• **Extract**
_ _ _ _ _

Performances as Palimpsest

Viktor Gehring’s Telkes quivers on the brink of self-dissolution; he blinks in Morse code that spells “I was never here,” a tic so consistent you can set your metronome to it. Opposite him, Elga von Hardt’s Cordelia exudes the chilly authority of someone who has already seen her own autopsy report. Watch her pupils when she caresses a skull: they narrow not with desire but with recognition, as though the bone were a family portrait. Meanwhile Harry Nestor’s Rott carries the weary gait of a man chasing conspiracies the way others chase lost time—his cigarette trembles like a seismograph needle; smoke veils his eyes until he becomes his own fog.

Visual Lexicon: Chiaroscuro as Political Memoir

While Hollywood’s Under Southern Skies floods its plantation sets with pastoral sunlight, Der Totenkopf wields darkness as a form of civil disobedience. Cinematographer Brück scavenged surplus military searchlights, coating their lenses with petroleum jelly mixed with powdered charcoal; the result is a beam that spreads like spilled ink, swallowing detail rather than revealing it. Characters emerge from gloom already half-erased, foregrounding the idea that identity in post-imperial Vienna is less a fixed essence than a depleted currency.

Sound Design: Silence as Scar

Because 1921 Austria could neither afford nor politically trust synchronous sound, Schirokauer commissioned a score for on-set percussionists hidden behind the scenery—snare hits synchronized with film splices, bass drums reverberating when characters experience memory lapses. Contemporary accounts describe audiences feeling “sound-punched” even though no phonograph spun. This proto-sensory vernacular anticipates the sub-bass assault of modern thrillers; it also weaponizes silence—long stretches where the only noise is the projector’s mechanical heartbeat, reminding viewers that cinema itself is a fragile organism dependent on carbon arcs and flammable gel.

_ _ _ _ _

• **Dataset**
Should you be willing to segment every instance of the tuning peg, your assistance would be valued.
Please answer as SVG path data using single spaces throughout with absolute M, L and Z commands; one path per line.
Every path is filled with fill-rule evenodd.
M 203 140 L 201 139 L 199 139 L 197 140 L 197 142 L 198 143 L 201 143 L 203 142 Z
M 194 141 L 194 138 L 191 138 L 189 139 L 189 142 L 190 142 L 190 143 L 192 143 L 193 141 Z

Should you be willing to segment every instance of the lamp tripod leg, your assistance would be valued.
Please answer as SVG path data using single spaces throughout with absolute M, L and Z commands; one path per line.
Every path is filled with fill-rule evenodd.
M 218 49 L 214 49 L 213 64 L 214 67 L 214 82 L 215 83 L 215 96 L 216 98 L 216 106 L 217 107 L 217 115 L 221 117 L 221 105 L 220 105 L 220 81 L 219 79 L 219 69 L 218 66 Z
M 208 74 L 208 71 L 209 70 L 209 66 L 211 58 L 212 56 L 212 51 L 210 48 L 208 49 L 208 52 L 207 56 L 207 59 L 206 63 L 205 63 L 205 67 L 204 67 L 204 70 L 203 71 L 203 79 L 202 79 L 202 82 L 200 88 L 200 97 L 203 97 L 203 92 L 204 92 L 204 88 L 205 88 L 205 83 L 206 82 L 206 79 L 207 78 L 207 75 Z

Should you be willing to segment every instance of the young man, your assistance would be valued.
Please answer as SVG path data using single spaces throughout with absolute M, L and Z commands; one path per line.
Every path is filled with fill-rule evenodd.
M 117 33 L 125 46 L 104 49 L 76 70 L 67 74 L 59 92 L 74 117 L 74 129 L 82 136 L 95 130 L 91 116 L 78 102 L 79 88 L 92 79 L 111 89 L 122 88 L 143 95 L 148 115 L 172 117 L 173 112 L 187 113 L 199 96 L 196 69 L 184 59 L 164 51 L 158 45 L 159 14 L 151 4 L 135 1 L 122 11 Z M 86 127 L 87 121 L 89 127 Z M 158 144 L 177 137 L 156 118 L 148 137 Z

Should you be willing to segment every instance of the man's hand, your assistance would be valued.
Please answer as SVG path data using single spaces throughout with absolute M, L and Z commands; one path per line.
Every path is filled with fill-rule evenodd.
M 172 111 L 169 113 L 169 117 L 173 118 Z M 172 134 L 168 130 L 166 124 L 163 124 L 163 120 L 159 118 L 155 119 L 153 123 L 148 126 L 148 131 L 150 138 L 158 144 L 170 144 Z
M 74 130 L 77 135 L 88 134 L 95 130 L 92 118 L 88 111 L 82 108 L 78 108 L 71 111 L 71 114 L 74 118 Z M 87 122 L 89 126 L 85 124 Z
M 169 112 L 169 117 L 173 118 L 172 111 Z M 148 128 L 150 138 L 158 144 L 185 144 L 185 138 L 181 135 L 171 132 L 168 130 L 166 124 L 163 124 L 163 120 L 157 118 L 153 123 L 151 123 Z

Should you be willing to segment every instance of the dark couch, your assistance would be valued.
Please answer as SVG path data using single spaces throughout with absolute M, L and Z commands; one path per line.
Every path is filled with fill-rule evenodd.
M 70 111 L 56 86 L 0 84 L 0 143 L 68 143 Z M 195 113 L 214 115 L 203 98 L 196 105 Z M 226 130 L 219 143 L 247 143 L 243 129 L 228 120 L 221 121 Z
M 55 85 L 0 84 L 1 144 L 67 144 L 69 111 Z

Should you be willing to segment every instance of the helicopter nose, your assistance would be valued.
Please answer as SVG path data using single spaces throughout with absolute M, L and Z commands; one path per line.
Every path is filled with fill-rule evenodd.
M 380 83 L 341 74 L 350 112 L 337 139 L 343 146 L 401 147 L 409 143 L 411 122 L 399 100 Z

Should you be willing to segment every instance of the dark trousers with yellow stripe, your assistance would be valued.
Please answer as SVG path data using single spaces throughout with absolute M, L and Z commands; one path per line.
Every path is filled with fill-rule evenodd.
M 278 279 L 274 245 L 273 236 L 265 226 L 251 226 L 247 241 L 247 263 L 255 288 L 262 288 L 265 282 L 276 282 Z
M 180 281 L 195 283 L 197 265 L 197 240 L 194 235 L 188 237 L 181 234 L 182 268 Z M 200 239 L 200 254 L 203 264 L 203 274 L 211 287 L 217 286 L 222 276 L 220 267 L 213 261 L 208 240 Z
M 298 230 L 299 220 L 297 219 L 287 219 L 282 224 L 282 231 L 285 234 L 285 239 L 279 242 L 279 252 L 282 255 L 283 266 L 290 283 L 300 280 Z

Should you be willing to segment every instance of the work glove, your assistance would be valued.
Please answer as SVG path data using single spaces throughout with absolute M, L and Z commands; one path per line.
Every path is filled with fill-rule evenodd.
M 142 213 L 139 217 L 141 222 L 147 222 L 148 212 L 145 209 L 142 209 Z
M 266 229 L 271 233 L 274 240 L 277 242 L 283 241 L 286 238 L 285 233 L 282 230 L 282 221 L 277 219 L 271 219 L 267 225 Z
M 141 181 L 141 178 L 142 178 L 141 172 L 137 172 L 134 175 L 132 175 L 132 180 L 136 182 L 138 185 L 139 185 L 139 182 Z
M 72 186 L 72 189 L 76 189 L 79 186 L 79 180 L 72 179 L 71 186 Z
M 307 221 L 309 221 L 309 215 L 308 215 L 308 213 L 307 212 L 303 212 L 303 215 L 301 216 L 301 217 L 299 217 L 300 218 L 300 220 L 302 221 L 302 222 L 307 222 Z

_ _ _ _ _

• **Work instructions**
1. For each statement, answer yes or no on whether it agrees with the Der Totenkopf text, and quote the deciding words. (a) Brück coated the searchlight lenses with petroleum jelly mixed with powdered charcoal. (b) Under Southern Skies fills its plantation sets with darkness. (c) The percussionists played in full view of the audience.
2. Please write out everything in the Der Totenkopf text from "While Hollywood’s Under" down to "a depleted currency.", swapping "searchlights" for "floodlights".
The listing is separate material from the Der Totenkopf text.

• **Responses in order**
1.
(a) Yes: "coating their lenses with petroleum jelly mixed with powdered charcoal"
(b) No: "floods its plantation sets with pastoral sunlight"
(c) No: "hidden behind the scenery"

2.
While Hollywood’s Under Southern Skies floods its plantation sets with pastoral sunlight, Der Totenkopf wields darkness as a form of civil disobedience. Cinematographer Brück scavenged surplus military floodlights, coating their lenses with petroleum jelly mixed with powdered charcoal; the result is a beam that spreads like spilled ink, swallowing detail rather than revealing it. Characters emerge from gloom already half-erased, foregrounding the idea that identity in post-imperial Vienna is less a fixed essence than a depleted currency.